RECORDS FOR PROCESSING

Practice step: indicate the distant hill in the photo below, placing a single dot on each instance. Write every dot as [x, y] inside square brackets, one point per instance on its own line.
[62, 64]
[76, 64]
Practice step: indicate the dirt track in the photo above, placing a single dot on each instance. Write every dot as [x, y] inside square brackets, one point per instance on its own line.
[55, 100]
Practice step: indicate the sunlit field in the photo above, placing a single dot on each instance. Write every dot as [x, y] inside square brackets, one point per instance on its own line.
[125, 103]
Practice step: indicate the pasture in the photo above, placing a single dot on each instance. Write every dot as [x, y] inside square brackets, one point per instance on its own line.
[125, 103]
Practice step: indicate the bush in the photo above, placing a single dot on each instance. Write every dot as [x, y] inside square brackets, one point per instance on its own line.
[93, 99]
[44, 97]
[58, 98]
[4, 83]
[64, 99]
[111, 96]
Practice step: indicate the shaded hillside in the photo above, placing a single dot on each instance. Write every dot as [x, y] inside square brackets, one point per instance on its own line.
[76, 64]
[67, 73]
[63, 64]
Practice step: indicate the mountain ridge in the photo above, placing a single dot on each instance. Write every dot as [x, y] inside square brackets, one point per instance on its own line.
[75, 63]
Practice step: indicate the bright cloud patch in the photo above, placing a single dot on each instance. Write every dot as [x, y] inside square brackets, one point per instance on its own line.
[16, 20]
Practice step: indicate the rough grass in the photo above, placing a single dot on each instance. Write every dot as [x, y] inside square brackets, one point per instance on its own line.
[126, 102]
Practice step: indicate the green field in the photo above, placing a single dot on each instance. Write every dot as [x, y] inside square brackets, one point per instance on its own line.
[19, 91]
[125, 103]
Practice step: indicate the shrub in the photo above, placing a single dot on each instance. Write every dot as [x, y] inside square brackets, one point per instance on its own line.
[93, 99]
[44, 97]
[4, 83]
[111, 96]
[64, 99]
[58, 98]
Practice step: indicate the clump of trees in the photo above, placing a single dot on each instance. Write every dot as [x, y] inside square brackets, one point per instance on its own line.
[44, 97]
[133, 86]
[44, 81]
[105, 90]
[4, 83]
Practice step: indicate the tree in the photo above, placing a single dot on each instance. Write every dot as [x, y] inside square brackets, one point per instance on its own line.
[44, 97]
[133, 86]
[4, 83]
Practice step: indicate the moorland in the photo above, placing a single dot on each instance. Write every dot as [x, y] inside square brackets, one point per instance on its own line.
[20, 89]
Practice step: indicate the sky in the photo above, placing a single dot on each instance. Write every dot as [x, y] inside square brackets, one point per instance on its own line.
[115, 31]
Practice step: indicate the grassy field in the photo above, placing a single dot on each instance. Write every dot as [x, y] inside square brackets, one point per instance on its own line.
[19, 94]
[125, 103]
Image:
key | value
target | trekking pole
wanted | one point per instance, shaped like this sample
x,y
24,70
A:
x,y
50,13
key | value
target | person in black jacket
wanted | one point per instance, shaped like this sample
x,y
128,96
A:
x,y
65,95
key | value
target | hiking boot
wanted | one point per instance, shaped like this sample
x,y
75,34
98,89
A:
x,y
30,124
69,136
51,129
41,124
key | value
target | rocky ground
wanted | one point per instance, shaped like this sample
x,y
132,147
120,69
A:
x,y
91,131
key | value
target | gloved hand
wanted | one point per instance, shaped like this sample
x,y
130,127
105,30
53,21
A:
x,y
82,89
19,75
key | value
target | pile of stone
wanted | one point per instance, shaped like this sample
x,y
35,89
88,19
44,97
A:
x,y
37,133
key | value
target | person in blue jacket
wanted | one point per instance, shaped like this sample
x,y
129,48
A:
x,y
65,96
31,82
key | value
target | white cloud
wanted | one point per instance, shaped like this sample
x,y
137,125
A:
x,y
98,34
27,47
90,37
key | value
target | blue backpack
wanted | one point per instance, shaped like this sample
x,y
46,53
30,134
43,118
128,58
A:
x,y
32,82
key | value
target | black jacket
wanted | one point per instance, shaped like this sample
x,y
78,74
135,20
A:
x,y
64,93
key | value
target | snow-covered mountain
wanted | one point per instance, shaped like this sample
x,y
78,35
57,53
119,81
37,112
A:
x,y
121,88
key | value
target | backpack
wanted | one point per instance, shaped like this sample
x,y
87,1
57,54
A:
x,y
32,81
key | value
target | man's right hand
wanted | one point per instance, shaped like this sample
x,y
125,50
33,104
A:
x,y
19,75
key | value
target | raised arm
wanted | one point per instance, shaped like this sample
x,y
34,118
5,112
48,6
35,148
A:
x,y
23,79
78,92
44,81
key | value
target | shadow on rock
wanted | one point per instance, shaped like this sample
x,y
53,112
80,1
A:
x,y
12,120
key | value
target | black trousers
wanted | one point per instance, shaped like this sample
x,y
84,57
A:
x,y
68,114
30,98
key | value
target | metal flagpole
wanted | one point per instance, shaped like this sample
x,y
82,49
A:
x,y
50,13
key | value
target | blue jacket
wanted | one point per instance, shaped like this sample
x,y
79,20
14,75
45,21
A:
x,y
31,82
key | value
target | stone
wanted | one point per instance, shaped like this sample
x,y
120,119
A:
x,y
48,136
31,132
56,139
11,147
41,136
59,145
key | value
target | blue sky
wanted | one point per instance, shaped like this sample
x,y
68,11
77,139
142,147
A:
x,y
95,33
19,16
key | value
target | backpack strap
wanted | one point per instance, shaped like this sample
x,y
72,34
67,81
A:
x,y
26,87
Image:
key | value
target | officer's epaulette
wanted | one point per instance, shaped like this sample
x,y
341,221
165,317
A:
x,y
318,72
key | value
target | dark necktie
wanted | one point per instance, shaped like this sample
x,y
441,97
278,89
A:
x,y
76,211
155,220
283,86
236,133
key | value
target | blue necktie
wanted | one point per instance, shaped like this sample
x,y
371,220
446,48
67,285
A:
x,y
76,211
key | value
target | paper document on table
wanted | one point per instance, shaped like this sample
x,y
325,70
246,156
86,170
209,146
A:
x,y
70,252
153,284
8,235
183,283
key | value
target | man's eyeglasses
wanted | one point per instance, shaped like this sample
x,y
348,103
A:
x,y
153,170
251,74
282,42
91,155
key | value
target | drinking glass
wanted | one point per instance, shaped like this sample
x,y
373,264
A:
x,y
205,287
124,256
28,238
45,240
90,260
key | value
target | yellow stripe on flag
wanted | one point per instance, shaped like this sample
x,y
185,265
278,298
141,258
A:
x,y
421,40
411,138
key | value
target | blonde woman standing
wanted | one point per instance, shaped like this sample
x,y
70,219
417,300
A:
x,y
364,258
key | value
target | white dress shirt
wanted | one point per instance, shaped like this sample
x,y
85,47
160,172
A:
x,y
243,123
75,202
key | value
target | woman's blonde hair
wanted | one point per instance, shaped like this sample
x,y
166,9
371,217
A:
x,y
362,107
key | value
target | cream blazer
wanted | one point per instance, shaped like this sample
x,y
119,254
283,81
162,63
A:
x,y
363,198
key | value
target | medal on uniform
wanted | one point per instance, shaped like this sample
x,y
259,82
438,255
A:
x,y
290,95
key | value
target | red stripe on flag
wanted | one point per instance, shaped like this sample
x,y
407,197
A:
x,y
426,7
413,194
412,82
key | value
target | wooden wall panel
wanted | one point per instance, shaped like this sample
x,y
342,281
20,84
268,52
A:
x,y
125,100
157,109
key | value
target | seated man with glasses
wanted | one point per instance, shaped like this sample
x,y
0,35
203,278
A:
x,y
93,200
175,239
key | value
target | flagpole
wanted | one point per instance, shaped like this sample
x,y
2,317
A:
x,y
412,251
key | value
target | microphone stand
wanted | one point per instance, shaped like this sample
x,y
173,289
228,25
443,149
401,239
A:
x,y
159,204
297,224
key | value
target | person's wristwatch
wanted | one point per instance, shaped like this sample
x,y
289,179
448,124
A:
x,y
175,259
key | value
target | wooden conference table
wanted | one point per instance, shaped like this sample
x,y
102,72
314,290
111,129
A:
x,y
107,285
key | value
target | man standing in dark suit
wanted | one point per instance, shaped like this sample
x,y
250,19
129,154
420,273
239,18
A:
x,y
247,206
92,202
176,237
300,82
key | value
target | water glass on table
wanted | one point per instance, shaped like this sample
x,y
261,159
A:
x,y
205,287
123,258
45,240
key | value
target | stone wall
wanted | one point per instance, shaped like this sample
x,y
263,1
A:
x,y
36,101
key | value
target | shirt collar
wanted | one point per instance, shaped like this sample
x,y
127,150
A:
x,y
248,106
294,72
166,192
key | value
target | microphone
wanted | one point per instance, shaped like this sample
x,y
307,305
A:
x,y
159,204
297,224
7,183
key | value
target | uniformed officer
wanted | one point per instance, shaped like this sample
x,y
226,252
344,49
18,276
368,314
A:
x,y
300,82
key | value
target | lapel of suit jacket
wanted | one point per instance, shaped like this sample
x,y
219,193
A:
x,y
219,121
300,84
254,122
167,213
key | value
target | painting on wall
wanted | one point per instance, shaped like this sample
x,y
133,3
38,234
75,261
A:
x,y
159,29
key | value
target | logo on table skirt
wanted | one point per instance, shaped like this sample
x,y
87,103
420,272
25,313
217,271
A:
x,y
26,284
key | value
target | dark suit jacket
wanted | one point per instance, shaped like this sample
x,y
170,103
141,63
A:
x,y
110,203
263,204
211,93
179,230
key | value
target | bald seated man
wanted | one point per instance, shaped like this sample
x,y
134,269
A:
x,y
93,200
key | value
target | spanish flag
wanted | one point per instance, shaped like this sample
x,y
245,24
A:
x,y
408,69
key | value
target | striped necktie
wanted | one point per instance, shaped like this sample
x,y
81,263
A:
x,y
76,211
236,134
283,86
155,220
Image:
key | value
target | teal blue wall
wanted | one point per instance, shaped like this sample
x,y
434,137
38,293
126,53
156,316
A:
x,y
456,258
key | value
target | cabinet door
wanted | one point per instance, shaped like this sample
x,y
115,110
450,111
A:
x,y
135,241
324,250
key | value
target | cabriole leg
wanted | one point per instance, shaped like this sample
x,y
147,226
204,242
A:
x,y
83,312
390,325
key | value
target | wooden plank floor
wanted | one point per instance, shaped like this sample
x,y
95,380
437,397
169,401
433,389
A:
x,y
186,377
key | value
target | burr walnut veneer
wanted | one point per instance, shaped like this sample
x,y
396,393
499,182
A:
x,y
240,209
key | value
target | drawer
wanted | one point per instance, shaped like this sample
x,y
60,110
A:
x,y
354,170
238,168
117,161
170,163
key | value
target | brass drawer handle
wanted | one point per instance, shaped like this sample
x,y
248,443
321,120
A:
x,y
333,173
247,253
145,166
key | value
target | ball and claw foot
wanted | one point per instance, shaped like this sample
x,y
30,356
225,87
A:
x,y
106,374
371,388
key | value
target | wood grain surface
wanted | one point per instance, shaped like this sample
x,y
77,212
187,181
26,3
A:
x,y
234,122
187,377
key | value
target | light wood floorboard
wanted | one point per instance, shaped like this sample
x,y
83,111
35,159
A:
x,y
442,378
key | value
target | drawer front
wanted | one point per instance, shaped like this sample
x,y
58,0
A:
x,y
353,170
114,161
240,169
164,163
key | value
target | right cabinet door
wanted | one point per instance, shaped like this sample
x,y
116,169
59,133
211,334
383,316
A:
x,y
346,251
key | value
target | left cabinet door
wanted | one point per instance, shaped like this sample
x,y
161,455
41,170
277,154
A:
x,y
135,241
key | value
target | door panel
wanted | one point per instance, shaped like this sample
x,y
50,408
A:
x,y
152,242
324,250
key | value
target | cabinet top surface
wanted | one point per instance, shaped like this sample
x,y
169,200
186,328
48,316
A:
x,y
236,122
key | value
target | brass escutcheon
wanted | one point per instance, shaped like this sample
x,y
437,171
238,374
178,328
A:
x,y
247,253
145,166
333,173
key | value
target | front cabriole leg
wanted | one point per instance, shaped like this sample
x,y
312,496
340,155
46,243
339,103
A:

WHAT IS REQUIRED
Working through the records, copy each line in which the word "blue" appears.

ANSWER FOR THE TASK
target | person in blue jacket
target | blue backpack
target | blue jacket
target | blue sky
target | blue necktie
target | teal blue wall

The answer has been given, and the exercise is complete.